Copy out the entries that come next, exactly.

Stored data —
====

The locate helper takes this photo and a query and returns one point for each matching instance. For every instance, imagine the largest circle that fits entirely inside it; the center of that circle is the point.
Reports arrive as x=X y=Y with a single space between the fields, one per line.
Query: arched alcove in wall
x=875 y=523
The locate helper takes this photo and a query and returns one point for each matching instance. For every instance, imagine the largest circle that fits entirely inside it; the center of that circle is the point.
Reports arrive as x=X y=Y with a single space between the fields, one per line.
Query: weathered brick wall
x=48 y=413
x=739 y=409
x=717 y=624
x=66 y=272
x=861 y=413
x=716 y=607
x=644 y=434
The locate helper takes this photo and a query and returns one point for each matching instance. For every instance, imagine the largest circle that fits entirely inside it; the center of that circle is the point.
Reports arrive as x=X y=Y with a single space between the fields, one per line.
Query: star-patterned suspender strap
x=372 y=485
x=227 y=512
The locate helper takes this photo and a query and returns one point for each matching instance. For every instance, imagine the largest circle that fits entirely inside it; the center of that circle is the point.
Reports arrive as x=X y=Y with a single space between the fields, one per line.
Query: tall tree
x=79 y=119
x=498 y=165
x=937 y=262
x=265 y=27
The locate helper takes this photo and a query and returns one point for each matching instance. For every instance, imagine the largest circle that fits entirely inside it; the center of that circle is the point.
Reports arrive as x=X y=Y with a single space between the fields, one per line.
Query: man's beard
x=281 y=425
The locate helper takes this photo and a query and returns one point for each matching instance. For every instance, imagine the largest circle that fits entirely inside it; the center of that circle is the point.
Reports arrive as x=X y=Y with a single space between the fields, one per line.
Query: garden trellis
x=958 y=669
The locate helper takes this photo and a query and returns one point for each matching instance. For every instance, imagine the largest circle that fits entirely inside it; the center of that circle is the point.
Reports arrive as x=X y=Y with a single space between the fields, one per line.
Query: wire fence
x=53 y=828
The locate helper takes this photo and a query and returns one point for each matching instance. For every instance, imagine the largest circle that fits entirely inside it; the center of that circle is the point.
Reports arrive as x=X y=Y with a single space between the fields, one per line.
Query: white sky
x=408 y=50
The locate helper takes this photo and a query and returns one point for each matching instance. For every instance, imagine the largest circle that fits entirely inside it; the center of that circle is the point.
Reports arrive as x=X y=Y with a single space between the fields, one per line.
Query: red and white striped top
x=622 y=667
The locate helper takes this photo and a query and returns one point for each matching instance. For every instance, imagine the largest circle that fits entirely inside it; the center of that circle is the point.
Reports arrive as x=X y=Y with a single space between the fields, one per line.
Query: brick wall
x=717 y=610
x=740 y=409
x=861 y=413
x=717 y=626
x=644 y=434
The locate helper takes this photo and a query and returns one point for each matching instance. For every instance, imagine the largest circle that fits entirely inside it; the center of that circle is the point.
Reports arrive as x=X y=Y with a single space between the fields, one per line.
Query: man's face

====

RESPONSE BOX —
The locate helper takes this photo and a query and returns one point for each matching instance. For every instance, imagine the largest circle that fits entirely inside it; the center of that circle is the point.
Reports arrive as x=X y=Y with a single space between the fields, one per line.
Query: arched alcove in wall
x=875 y=523
The locate helper takes this photo and a query and returns one point for each matching instance. For every instance, imagine the largest circle that fits entirely inside it; the center of that circle is the point.
Reports arrive as x=X y=Y with a single space between the fields, one per line.
Query: weathered brick wall
x=48 y=413
x=739 y=409
x=717 y=624
x=66 y=272
x=861 y=413
x=716 y=607
x=644 y=434
The locate helper takes this photo and a query and returns one point for each matching instance. For every instance, imagine the largest circle that fits entirely inside it; the center of that circle is the point.
Reports arrive as x=X y=Y with a single space between the fields, one per line.
Query: star-patterned suspender strap
x=372 y=485
x=227 y=512
The locate helper takes this photo and a query and returns one point for each matching instance. For every instance, imagine the largest circle that fits entirely inside it; the center of that circle is the point.
Reports arrive as x=X y=Y with a single space between the fields, one per line.
Query: tall tree
x=79 y=119
x=498 y=165
x=937 y=262
x=265 y=27
The locate helper takes this photo and a query and returns one point for each matching instance. For every instance, imagine the largest circle that fits entirely inside it; the center of that circle is the point.
Reports arrive as x=X y=Y with a single space between the fields, one per line.
Query: man's beard
x=281 y=425
The locate helper takes this photo and a query and returns one point for each matching instance. For every instance, imagine the largest circle that fits entirely inside it; the center of that circle is the point.
Reports arrive as x=X y=Y with a single space between the fields, one per line.
Query: garden trellis
x=958 y=669
The locate helper takes this photo and a query and returns one point for each matching instance. For every instance, imagine the largest circle that fits entirely inside it; the center of that circle is the point.
Reports arrive as x=X y=Y with a single space between the fields, one per line.
Query: wire fence
x=53 y=828
The locate helper takes this photo and a query and returns one point for each matching instance. For every instance, imagine the largest circle that fits entirely inside it; the center of that circle is the point.
Reports arrive as x=X y=Y with a single space between the fields, one per line.
Query: white sky
x=408 y=50
The locate helper takes this photo and a query and returns one point for each matching instance. For every instance, imagine the largest circle that fits entirely inside it; the center of that circle is the point.
Reports arrive as x=X y=Y with a single space between the fields, one per line.
Query: red and white striped top
x=622 y=667
The locate helper takes this photo and a query and returns one point for each matching instance. For every instance, imagine the largest circle that fits entirely inside it; the center of that circle is the point.
Reports arrive as x=X y=Y with a single space between the fields, one per line.
Query: brick wall
x=717 y=610
x=740 y=409
x=861 y=413
x=717 y=626
x=644 y=434
The locate helper takes this photo and a query and returns one point for each matching instance. For every instance, imagine the largest circle that fits entirely inside it; the center of that circle is the point.
Reports arrive as x=X y=Y with a single space between the fields, one per line.
Query: man's face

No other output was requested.